▶ _Task list_
1. What is the Spanish translation of this sentence from the János Kass biography: "From 1961 to 1962, he was assistant professor at the Book-Art Academy in Leipzig, Germany."
2. Can you transcribe the stretch of the János Kass biography from "Kass regularly took" through "exhibitions in Berlin."?

▶ _Document extract_
━━━━━━━━━━

János Kass (December 26, 1927 - March 29, 2010) was a Hungarian illustrator, printmaker, graphic designer, postage stamp designer, animated film director and teacher. Born in Szeged, he was the storyboard artist for the first fully digital animated film and died March 29 in Budapest.

==Career==
Beginning his artistic studies at the Applied Art Academy, Kass finished in 1951 at the Academy of Fine Arts, a student of Gyula Hincz, György Kádár and György Konecsni. From 1956 to 1959 he held the Derkovits scholarship.

From 1961 to 1962, he was assistant professor at the Book-Art Academy in Leipzig, Germany.

Kass regularly took part in every major national exhibition at home and abroad. He had one-man shows in Italy (1963), Australia (1970) and Switzerland (1976). He participated in the Venice Biennial (1960), the Youth Biennial in Paris (1961), and Biennials in Lugano, Tokyo, Ljubljana, São Paulo and Buenos Aires, along with "Intergrafik" exhibitions in Berlin.

━━━━━━━━━━

▶ _Provided records_

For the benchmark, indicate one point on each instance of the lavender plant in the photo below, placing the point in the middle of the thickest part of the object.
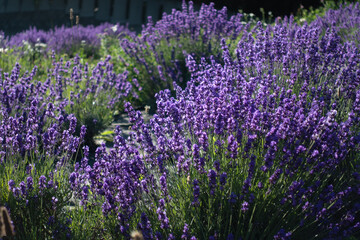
(264, 146)
(35, 155)
(92, 95)
(159, 52)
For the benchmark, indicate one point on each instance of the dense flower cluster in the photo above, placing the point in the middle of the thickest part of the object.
(160, 51)
(262, 136)
(261, 142)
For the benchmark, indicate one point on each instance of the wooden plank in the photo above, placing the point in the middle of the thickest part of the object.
(28, 6)
(13, 6)
(57, 5)
(135, 12)
(119, 12)
(103, 12)
(2, 6)
(44, 5)
(87, 9)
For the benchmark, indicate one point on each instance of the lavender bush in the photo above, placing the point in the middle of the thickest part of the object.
(263, 146)
(35, 152)
(159, 52)
(92, 95)
(261, 139)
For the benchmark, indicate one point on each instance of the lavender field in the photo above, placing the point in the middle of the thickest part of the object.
(254, 130)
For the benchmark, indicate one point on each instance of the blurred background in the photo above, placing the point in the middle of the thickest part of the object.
(19, 15)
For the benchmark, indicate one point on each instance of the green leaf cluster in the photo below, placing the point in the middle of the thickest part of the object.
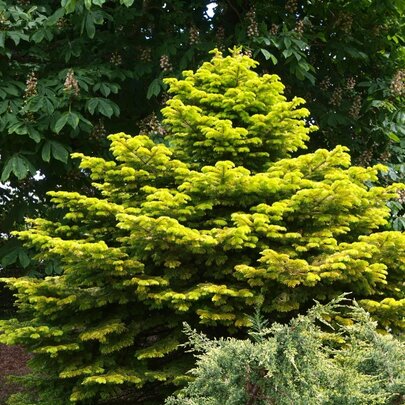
(202, 228)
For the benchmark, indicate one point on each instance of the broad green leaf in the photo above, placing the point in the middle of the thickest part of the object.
(46, 151)
(90, 27)
(154, 88)
(59, 152)
(73, 120)
(19, 165)
(2, 38)
(34, 134)
(61, 122)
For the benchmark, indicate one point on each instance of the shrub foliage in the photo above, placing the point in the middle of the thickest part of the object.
(298, 364)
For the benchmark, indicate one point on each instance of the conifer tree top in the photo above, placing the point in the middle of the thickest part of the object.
(226, 111)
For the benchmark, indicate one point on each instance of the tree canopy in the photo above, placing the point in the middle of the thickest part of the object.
(217, 219)
(74, 71)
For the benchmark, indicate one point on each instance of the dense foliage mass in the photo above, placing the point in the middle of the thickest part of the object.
(201, 229)
(299, 364)
(75, 70)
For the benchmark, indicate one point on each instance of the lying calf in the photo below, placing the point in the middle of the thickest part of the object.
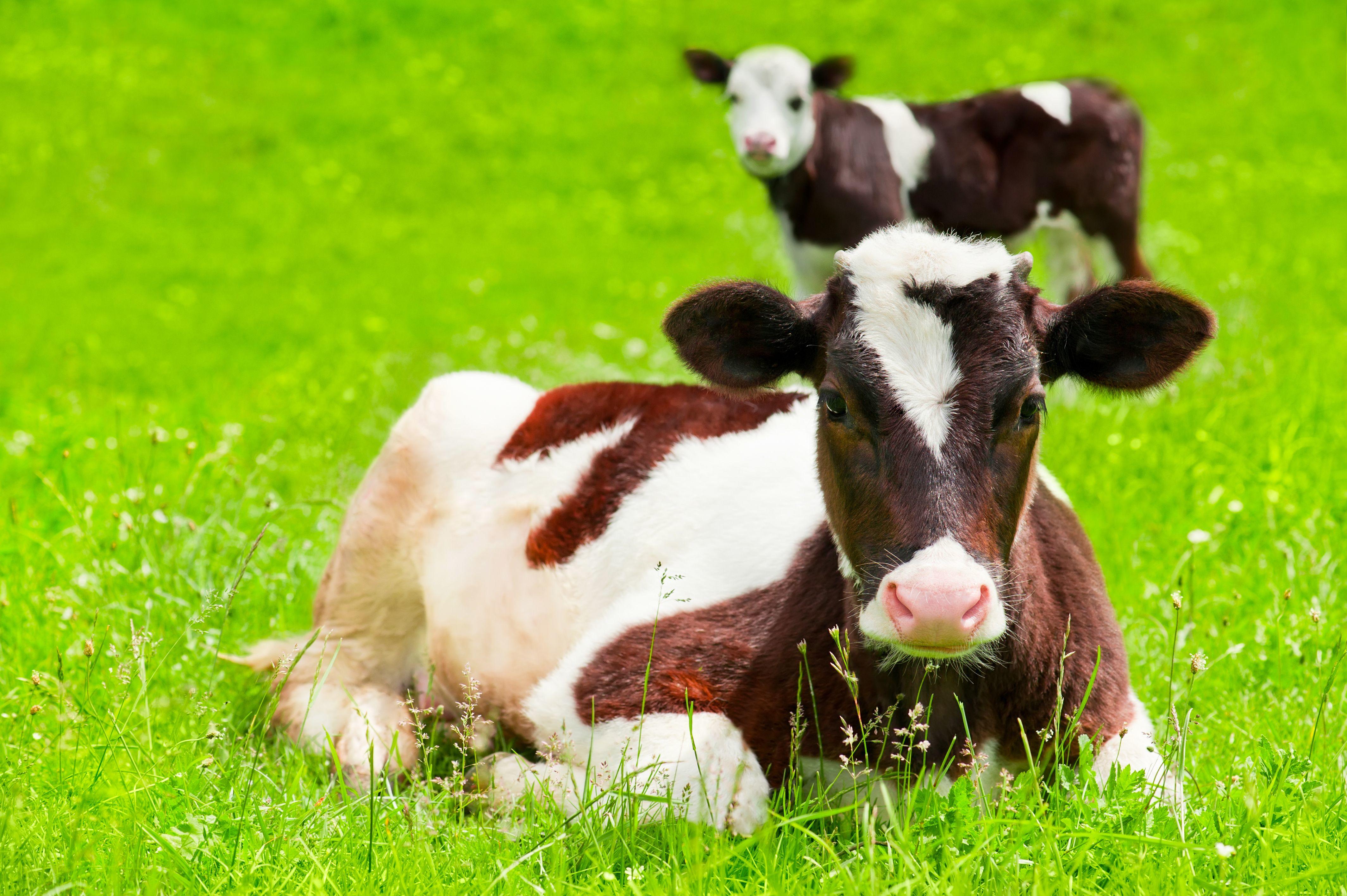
(1063, 158)
(530, 538)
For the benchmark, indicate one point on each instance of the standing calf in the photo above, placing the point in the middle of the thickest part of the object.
(899, 504)
(1059, 157)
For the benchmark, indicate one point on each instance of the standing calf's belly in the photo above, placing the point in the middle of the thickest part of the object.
(708, 492)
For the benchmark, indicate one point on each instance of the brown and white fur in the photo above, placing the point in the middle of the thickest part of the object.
(1061, 158)
(628, 570)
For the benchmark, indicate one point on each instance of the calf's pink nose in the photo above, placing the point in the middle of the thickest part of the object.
(759, 143)
(938, 608)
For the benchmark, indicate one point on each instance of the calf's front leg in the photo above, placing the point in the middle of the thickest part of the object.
(692, 766)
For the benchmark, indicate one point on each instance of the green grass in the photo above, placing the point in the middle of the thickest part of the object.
(238, 238)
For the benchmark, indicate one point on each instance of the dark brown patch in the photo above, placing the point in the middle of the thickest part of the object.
(846, 186)
(744, 654)
(663, 415)
(996, 157)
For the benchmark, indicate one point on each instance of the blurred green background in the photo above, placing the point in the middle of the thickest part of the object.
(238, 238)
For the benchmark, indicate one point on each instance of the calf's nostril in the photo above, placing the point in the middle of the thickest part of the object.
(978, 611)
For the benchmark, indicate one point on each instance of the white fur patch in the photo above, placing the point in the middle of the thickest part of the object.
(910, 339)
(1136, 750)
(914, 252)
(1051, 96)
(1054, 487)
(908, 142)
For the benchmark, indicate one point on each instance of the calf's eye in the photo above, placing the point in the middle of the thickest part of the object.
(1031, 410)
(834, 405)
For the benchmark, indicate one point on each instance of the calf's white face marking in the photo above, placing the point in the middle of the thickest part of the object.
(1054, 97)
(911, 341)
(771, 115)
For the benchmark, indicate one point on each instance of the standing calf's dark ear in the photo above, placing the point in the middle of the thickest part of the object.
(832, 73)
(743, 335)
(708, 66)
(1125, 336)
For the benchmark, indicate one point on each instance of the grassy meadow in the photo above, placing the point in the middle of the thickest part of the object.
(238, 238)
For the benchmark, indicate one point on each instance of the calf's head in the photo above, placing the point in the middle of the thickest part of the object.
(771, 96)
(930, 355)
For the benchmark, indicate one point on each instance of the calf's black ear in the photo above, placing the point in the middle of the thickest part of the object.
(1124, 336)
(832, 73)
(744, 336)
(708, 66)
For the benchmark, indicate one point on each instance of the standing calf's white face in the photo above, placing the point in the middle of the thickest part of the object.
(771, 96)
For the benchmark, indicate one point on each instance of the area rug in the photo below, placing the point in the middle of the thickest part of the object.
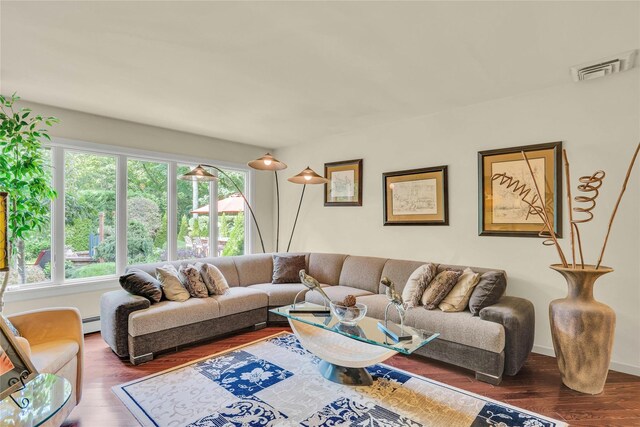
(276, 382)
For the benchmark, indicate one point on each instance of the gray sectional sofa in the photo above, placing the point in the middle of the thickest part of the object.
(496, 342)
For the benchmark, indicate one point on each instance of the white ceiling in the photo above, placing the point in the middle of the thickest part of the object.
(281, 73)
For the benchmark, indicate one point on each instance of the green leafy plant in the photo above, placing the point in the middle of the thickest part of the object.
(24, 175)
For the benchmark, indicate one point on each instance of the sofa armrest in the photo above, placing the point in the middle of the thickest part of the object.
(115, 307)
(517, 315)
(53, 324)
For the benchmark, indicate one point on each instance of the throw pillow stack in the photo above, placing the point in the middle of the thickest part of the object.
(197, 280)
(453, 290)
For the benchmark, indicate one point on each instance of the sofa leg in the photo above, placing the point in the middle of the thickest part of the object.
(136, 360)
(491, 379)
(259, 326)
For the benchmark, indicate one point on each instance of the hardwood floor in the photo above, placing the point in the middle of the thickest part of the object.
(537, 387)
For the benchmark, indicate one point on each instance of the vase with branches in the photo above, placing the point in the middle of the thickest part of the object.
(581, 327)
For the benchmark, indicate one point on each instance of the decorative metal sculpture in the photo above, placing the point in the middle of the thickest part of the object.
(313, 285)
(395, 300)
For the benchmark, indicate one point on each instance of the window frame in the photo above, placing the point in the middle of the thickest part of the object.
(59, 147)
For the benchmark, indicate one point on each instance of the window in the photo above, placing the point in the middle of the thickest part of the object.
(146, 211)
(192, 216)
(108, 196)
(90, 209)
(231, 215)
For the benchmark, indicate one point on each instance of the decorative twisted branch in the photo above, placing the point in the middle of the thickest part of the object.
(615, 209)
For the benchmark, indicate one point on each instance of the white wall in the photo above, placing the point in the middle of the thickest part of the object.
(102, 130)
(598, 121)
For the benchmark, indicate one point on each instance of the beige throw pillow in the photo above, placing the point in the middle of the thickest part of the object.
(171, 283)
(213, 279)
(458, 298)
(417, 283)
(439, 288)
(193, 281)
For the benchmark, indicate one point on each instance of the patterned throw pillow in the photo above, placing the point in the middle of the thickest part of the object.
(138, 282)
(193, 281)
(171, 283)
(287, 267)
(458, 298)
(439, 288)
(213, 279)
(417, 283)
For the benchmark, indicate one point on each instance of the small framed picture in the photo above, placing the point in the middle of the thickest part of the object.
(15, 367)
(506, 189)
(345, 183)
(416, 197)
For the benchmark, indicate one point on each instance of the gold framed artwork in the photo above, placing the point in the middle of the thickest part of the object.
(416, 197)
(15, 367)
(506, 189)
(345, 183)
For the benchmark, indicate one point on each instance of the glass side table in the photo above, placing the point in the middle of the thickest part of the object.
(47, 394)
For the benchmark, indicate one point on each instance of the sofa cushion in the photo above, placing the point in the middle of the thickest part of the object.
(398, 271)
(171, 314)
(51, 356)
(240, 299)
(459, 327)
(326, 268)
(281, 294)
(287, 267)
(253, 269)
(335, 293)
(362, 272)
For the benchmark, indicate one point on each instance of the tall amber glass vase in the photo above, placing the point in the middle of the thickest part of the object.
(582, 330)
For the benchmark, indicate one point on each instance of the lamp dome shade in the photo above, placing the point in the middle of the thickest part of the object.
(308, 176)
(267, 163)
(199, 173)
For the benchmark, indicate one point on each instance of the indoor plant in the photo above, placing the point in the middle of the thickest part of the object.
(581, 327)
(24, 176)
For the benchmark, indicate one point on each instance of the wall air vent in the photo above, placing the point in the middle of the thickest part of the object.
(603, 67)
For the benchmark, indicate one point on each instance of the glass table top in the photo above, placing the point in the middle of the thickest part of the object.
(367, 329)
(47, 394)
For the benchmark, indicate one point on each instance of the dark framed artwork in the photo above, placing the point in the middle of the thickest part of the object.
(416, 197)
(505, 186)
(15, 367)
(345, 183)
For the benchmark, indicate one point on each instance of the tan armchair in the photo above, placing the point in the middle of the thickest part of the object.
(55, 343)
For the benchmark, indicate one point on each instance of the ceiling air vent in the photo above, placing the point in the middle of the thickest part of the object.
(604, 67)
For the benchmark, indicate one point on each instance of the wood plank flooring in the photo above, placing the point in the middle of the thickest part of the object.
(537, 387)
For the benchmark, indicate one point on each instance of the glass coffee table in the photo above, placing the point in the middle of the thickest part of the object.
(345, 351)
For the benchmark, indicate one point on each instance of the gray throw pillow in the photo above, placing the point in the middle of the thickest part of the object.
(193, 281)
(287, 267)
(138, 282)
(439, 288)
(488, 291)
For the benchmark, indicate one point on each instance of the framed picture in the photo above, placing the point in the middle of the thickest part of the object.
(416, 197)
(15, 367)
(345, 183)
(506, 189)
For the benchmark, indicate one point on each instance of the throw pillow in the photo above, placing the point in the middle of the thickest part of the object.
(488, 291)
(417, 284)
(287, 267)
(12, 328)
(439, 288)
(138, 282)
(213, 279)
(171, 283)
(193, 281)
(458, 298)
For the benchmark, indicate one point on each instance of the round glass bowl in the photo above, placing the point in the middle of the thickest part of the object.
(349, 316)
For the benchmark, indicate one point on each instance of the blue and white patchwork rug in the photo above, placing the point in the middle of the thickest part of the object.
(276, 382)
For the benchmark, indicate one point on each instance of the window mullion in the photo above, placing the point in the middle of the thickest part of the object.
(57, 216)
(172, 214)
(121, 215)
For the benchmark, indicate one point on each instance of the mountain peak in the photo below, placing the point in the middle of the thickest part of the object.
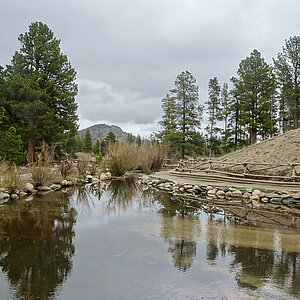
(100, 132)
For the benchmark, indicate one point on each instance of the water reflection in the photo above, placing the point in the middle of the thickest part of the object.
(125, 194)
(36, 245)
(37, 240)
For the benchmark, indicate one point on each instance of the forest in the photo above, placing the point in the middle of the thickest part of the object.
(38, 90)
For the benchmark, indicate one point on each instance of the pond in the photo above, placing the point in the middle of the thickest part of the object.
(123, 241)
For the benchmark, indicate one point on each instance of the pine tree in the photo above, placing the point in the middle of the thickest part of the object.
(189, 112)
(214, 112)
(255, 88)
(40, 89)
(88, 144)
(96, 148)
(169, 119)
(287, 66)
(139, 140)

━━━━━━━━━━

▶ _Exercise results_
1. De 1961 a 1962, fue profesor asistente en la Academia de Arte del Libro de Leipzig, Alemania.

2.
Kass regularly took part in every major national exhibition at home and abroad. He had one-man shows in Italy (1963), Australia (1970) and Switzerland (1976). He participated in the Venice Biennial (1960), the Youth Biennial in Paris (1961), and Biennials in Lugano, Tokyo, Ljubljana, São Paulo and Buenos Aires, along with "Intergrafik" exhibitions in Berlin.